* Your instructions: Please transfer the entries from the line with "Where can the drinking" through the end of the entries, requests included, and add 145 to each number in the answer coordinates.

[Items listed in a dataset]
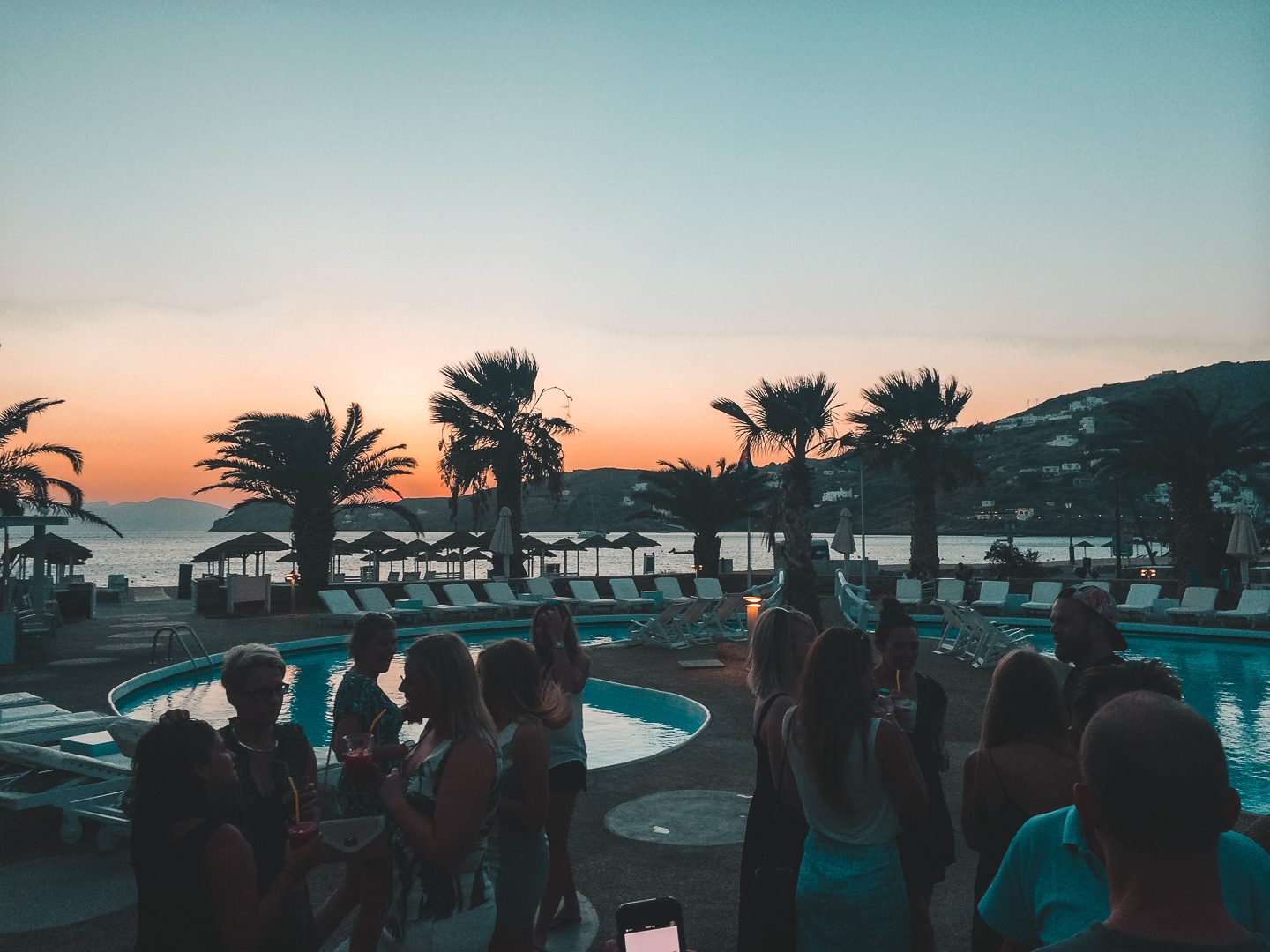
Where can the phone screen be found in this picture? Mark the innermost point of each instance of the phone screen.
(653, 938)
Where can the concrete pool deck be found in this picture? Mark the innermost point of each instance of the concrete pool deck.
(611, 866)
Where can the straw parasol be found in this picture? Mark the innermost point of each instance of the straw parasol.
(632, 541)
(843, 537)
(1244, 544)
(502, 542)
(598, 542)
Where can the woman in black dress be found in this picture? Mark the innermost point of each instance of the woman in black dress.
(775, 829)
(927, 850)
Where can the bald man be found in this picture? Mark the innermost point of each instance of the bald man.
(1154, 791)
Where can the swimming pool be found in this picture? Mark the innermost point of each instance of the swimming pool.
(1226, 681)
(623, 723)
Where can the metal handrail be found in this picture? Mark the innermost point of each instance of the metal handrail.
(178, 632)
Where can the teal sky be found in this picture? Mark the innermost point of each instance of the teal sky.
(664, 199)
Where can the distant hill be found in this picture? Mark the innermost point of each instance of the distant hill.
(1012, 455)
(159, 514)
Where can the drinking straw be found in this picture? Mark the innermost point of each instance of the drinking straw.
(295, 795)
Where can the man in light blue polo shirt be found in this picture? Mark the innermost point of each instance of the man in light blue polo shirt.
(1053, 883)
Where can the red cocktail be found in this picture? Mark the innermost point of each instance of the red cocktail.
(303, 831)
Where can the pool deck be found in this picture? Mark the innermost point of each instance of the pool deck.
(86, 659)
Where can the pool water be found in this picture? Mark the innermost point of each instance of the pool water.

* The output:
Where can the drinking straw be found in this picture? Mark the innermost point of each instance of the drinking straw.
(440, 940)
Where can the man in light blue polo shirt be found in this picture? Mark the innermost point of each instance of the man in light blue polo shirt.
(1198, 1028)
Where can the red cocktail be found in this picture? Mark the innermost point of each instance of the red cocktail.
(448, 976)
Where can the pool deck be found in this picture? Mark the innermost point of each instance of the pool deck.
(231, 804)
Where can the pool water be found in this picture? Mark the innermost point of each instance of the pool water.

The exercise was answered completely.